Start of PAGE TEXT

You get ADFs with special purpose document scanners for over 500€, or combined with a multifunction printer/scanner/fax/copier starting at 90€. My price point for home was closer to 100€ than 500€, including the other multifunction features. For office, a separate document scanner is better.
Multifunction device makers advertise ADFs with size. ADF tray size is a nice number to print and compare. Bigger is better, but you shouldn't look at this too much. If size is the only information you get while comparing products, then go with the largest. But I suggest searching the internet for user experiences. An ADF is useless if it gets stuck freaquently, no matter how large tray it has attached. Unfortunately, there is no good data on ADF quality.
Hope this helps a bit: I have now scanned approximately 1000 pages with Lexmark 9575 ADF, from 1 to 50 docs at the tray. [Dec. 15. 2008 - Jan. 4. 2009]
A tip: don't scan with your primary machine. Scanning is a perfect background job. Right now I am writing this with a laptop while the scanner chews out a 50 document load to a desktop box. OCR and PDF generation can take longer than scanning on older machines.

End of PAGE TEXT
Start of DATASET

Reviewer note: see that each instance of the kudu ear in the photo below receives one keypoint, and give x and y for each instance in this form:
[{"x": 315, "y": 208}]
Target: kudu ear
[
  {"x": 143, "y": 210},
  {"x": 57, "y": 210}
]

End of DATASET
Start of DATASET

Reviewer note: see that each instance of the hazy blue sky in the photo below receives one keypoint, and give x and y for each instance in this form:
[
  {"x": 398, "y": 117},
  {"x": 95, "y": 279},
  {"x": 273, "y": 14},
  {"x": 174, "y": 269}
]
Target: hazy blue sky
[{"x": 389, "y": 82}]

End of DATASET
Start of DATASET

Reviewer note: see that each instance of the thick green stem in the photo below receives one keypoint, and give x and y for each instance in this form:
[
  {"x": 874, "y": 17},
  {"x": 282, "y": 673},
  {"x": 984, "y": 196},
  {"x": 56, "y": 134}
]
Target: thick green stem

End of DATASET

DIRECTIVES:
1. In the text on document scanners, about how many pages does the writer say were scanned with the Lexmark 9575 ADF?
2. Pick up the text on document scanners after its last sentence and continue it.
Nothing in the listing is needed here.

PER-TASK OUTPUTS:
1. Approximately 1000 pages.

2.
A tip: You can't always use ADF. Like when scanning receipts, photos, or anything small. In these cases it is necessary for the scanner be near the computer and you have to open/close the scanner lid frequently. Put the scanner in a place where it does not bother you or your loved ones AND where you can have computer nearby and operate the scanner. With WLAN in the multifunction device, your scanning computer can easily be a laptop.
2. How to be sure your documents will be readable forever?
You want to avoid a personal
digital dark age , sure. I don't know how paranoid you are but I am willing to trust two formats: JPEG images and PDF/A documents. JPEG is ok. The documents I scan need to be readable but not reproducible in fine detail. However, I like to print scans as original-looking images, not as OCR-generated Word documents. With PDF you can get both image and text, which is all you need.
Choosing the best PDF format is not simple. You want to have a PDF that has the scanned image
on top of OCR generated searchable text. One way to do this is with
PDF/A , a format specifically designed for archiving purposes. Basically PDF/A is more conservative than a normal PDF with respect to size optimizations. You get pictures and fonts embedded inside the document. I have no idea if this will be
the format of personal archives but that is a problem for another day, that hopefully will never come.
Bad news: PDF/A support is not included with the default software, at least not in Lexmark X9575. With bundled in
ABBYY FineReader Sprint Plus Lexmark can produce PDF 1.3 with text below image. That may very well be good enough for you. I had issues with this "scan to PDF" feature with over 30 documents in the tray. FineReader crashed with "Out of memory", with a 1,5GB process size! This is a sound reason to switch to 64bit / 8GB+ machines.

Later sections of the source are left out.